- _YOUR GOAL_: Images are to be left out; everything else in the listing should be repeated exactly.

BEGIN DATA SUPPLIED

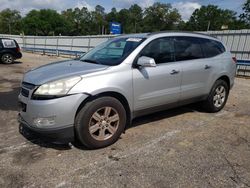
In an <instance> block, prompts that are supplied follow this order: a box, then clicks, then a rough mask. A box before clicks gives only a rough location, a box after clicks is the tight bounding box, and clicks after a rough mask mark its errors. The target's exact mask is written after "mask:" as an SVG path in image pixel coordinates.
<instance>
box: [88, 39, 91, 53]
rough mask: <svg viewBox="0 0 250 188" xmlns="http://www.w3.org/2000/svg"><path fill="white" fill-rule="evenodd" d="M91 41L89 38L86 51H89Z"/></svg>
mask: <svg viewBox="0 0 250 188" xmlns="http://www.w3.org/2000/svg"><path fill="white" fill-rule="evenodd" d="M90 40H91V37H90V36H89V40H88V51H89V50H90V42H91V41H90Z"/></svg>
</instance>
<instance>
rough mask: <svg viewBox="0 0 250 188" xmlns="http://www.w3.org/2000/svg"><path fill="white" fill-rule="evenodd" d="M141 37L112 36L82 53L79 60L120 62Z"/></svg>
mask: <svg viewBox="0 0 250 188" xmlns="http://www.w3.org/2000/svg"><path fill="white" fill-rule="evenodd" d="M143 40H144V39H143V38H138V37H136V38H131V37H127V38H113V39H110V40H108V41H106V42H104V43H102V44H101V45H99V46H97V47H96V48H94V49H93V50H91V51H89V52H88V53H86V54H84V55H83V56H82V57H81V58H80V60H81V61H85V62H89V63H96V64H102V65H109V66H114V65H118V64H120V63H121V62H122V61H123V60H124V59H125V58H126V57H127V56H128V55H129V54H130V53H131V52H132V51H133V50H134V49H135V48H136V47H137V46H139V44H141V43H142V41H143Z"/></svg>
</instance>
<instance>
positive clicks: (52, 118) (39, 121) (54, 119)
mask: <svg viewBox="0 0 250 188" xmlns="http://www.w3.org/2000/svg"><path fill="white" fill-rule="evenodd" d="M34 124H35V125H36V126H37V127H46V126H52V125H55V116H51V117H43V118H35V119H34Z"/></svg>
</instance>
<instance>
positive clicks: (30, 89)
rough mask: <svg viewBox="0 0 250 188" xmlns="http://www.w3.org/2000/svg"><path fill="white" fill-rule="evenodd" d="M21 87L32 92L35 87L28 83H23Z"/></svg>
mask: <svg viewBox="0 0 250 188" xmlns="http://www.w3.org/2000/svg"><path fill="white" fill-rule="evenodd" d="M22 87H24V88H27V89H29V90H33V89H34V88H35V87H36V86H35V85H34V84H30V83H28V82H23V83H22Z"/></svg>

END DATA SUPPLIED

- _RESPONSE BELOW_:
In an <instance> block, prompts that are supplied follow this order: a box, then clicks, then a rough mask. A box before clicks gives only a rough location, a box after clicks is the tight bounding box, and clicks after a rough mask mark its errors. The target's exact mask is written after "mask:" as an SVG path in image pixel coordinates.
<instance>
box: [88, 39, 91, 53]
rough mask: <svg viewBox="0 0 250 188" xmlns="http://www.w3.org/2000/svg"><path fill="white" fill-rule="evenodd" d="M91 41L89 38L86 51H89Z"/></svg>
mask: <svg viewBox="0 0 250 188" xmlns="http://www.w3.org/2000/svg"><path fill="white" fill-rule="evenodd" d="M90 40H91V37H90V36H89V40H88V51H89V50H90V42H91V41H90Z"/></svg>
</instance>
<instance>
rough mask: <svg viewBox="0 0 250 188" xmlns="http://www.w3.org/2000/svg"><path fill="white" fill-rule="evenodd" d="M141 37L112 36L82 53L79 60L120 62Z"/></svg>
mask: <svg viewBox="0 0 250 188" xmlns="http://www.w3.org/2000/svg"><path fill="white" fill-rule="evenodd" d="M143 40H144V39H143V38H138V37H136V38H131V37H127V38H113V39H110V40H108V41H106V42H104V43H102V44H101V45H99V46H97V47H96V48H94V49H93V50H91V51H89V52H88V53H86V54H84V55H83V56H82V57H81V58H80V60H81V61H85V62H89V63H96V64H102V65H109V66H114V65H118V64H120V63H121V62H122V61H123V60H124V59H125V58H126V57H127V56H128V55H129V54H130V53H131V52H132V51H133V50H134V49H135V48H136V47H137V46H139V44H141V43H142V41H143Z"/></svg>
</instance>
<instance>
positive clicks: (52, 118) (39, 121) (54, 119)
mask: <svg viewBox="0 0 250 188" xmlns="http://www.w3.org/2000/svg"><path fill="white" fill-rule="evenodd" d="M34 124H35V125H36V126H37V127H46V126H52V125H55V116H51V117H43V118H35V119H34Z"/></svg>
</instance>
<instance>
positive clicks: (30, 89)
rough mask: <svg viewBox="0 0 250 188" xmlns="http://www.w3.org/2000/svg"><path fill="white" fill-rule="evenodd" d="M21 87L32 92L35 87L28 83H23Z"/></svg>
mask: <svg viewBox="0 0 250 188" xmlns="http://www.w3.org/2000/svg"><path fill="white" fill-rule="evenodd" d="M22 87H24V88H27V89H29V90H33V89H34V88H35V87H36V86H35V85H34V84H30V83H28V82H23V83H22Z"/></svg>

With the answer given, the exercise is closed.